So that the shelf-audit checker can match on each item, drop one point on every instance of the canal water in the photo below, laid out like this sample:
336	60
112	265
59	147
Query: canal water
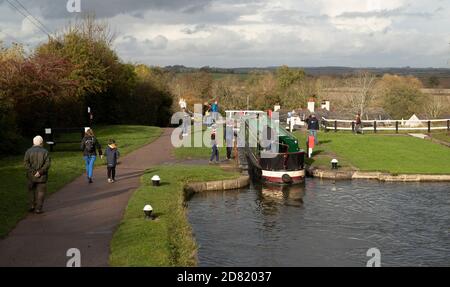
324	223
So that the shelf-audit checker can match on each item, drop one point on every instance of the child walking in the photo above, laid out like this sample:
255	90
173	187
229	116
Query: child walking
112	155
215	150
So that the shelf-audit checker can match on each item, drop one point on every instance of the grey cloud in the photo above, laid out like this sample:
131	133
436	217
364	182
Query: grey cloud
196	29
399	12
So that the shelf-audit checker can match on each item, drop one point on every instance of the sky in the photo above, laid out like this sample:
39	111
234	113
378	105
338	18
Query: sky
255	33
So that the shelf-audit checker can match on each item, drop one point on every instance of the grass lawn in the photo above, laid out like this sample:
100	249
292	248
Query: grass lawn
168	240
376	152
444	136
204	152
67	164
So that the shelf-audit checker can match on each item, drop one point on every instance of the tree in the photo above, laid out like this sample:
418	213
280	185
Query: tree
287	76
401	96
436	106
433	81
363	84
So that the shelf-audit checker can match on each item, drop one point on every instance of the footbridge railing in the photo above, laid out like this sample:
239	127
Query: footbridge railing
387	125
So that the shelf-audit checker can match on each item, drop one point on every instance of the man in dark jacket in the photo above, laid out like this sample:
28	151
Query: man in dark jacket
313	127
112	156
37	164
90	146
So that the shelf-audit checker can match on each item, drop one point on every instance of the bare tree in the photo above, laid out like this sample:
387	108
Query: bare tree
436	106
363	94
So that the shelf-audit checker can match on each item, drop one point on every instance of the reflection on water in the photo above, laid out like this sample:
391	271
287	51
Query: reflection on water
323	223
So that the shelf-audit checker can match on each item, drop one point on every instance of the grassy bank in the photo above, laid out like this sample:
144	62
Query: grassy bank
444	136
203	152
168	240
67	164
376	152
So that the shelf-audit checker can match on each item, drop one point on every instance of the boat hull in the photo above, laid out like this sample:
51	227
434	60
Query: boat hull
283	177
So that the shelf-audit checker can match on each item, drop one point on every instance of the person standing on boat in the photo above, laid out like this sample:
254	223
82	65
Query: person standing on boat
313	127
229	138
215	110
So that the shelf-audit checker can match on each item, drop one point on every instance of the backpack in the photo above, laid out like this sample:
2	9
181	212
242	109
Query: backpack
90	145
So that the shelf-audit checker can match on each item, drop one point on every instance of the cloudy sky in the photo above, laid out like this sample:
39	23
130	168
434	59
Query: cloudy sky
256	33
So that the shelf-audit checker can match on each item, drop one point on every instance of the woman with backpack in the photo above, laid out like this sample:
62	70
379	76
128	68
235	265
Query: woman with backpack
90	146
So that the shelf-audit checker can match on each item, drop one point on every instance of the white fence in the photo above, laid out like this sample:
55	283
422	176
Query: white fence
388	125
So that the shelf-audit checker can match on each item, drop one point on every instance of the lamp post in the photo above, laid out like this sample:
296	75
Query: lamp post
334	163
156	180
148	209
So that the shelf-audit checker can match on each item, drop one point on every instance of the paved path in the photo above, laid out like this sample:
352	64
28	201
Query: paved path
82	216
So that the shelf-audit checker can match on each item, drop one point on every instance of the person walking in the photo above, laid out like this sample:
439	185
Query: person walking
37	165
215	111
229	138
90	146
112	155
215	150
313	127
358	124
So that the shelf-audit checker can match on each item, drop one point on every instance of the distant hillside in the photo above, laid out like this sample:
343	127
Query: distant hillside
424	74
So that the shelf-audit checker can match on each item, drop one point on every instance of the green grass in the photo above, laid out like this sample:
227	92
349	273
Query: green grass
204	152
375	152
168	240
444	136
67	164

## WORK REQUIRED
Should a record include a picture, drop the picture and write out the remainder exactly.

## RESPONSE AREA
So that the shelf-audit checker can match on each item, drop one point on every instance of the canal water in the photo below, laid out like this sample:
336	60
112	265
59	147
Query: canal water
324	223
So that the shelf-audit checker can match on each item, drop one point on every instance of the child walking in the photo above, laid out like this sample:
255	90
173	187
229	116
Query: child walking
112	155
215	150
So that the shelf-audit checker can match on each item, drop one point on every instance of the grey cloud in the photo above, laid out like this sample:
131	133
436	217
364	182
Query: grey cloud
196	29
399	12
So that the shelf-audit checker can match on each item, drop one point on every instance of the sky in the photo above, laid out like this sample:
39	111
234	113
378	105
338	18
Query: sky
255	33
So that the shelf-audit checker can match on each item, drop one point on every instance of the grass lawn in the photo above, laid out like this sample:
100	249
292	248
Query: grass lawn
168	240
376	152
444	136
204	152
67	164
So that the shelf-audit checker can match on each item, drop one point on every instance of the tree in the photo above, laid out like this sample:
418	213
280	185
Query: tree
287	76
401	96
436	106
433	81
363	84
So that the shelf-audit checker can match on each item, drop one point on every instance of the footbridge railing in the photo above, laid out like this sample:
239	127
Query: footbridge railing
387	125
So that the shelf-audit checker can match on each item, drop one point on every instance of the man in dark jacket in the photo above, laid out like this sample:
28	151
Query: man in dark jacket
313	127
112	156
37	164
90	146
So that the shelf-audit checker can match on each item, drop one point on every instance of the bare tree in the photo above, laid out like this sample:
387	108
Query: bare tree
436	106
363	94
So that the shelf-audit checker can match on each item, drop one point on every instance of the reflection on water in the photo above, laid out like this sample:
391	271
287	51
Query: reflection on water
323	223
So that the shelf-audit checker can match on each item, drop one point on every instance of the grassy bank in the photo above, laid out like this sample:
144	62
Query: grassy bank
444	136
203	152
168	240
67	164
376	152
So that the shelf-audit checker can match on each item, drop one point on every instance of the boat hull in the photo above, laid out like this sample:
51	227
434	60
Query: boat hull
283	177
So that the shelf-audit checker can match on each item, drop one point on every instance of the person standing on boat in the photo above, laid out like this sample:
254	223
82	65
Query: person standing on boat
313	127
229	138
215	110
So that the shelf-audit checker can match on each item, drop one point on every instance of the backpack in the photo above, laid out like this sample:
2	9
181	212
242	109
Query: backpack
90	145
So that the shelf-audit checker can match on each item, drop one point on every instance of the cloudy sky in the photo above, laid out like this sample:
39	23
130	168
434	59
Query: cloudy sky
256	33
So that the shelf-audit checker can match on each item, drop one point on every instance of the woman with backpack in the photo above, laid out like this sample:
62	70
379	76
128	68
235	265
Query: woman with backpack
90	146
So that the shelf-audit checker can match on each item, drop one point on every instance of the white fence in the photo above, laid out like this sample:
55	283
422	176
Query: white fence
388	125
So that the shelf-audit checker can match on each item, drop one point on every instance of the lamp post in the photo above, laid out like this sample:
296	75
Query: lamp post
334	163
156	180
148	209
So that the shelf-audit checker can match on each item, drop one point on every instance of the paved path in the photo above, laid out like this sample:
352	64
28	201
Query: paved path
82	216
So that the shelf-audit checker can match on each item, drop one point on every instance of the person walking in the photo above, laid out like this sample:
439	185
Query: person walking
37	165
215	111
229	138
90	146
112	155
215	150
313	127
358	124
So that the shelf-audit checker can match on each item, drop one point on every instance of the distant hillside in the photo above, laid out like this sample:
343	127
Query: distant hillside
424	74
So that the shelf-audit checker can match on each item, drop one point on every instance of the green grass in the photo above, laid out like this sample:
227	92
349	273
Query: green grass
204	152
375	152
168	240
444	136
67	164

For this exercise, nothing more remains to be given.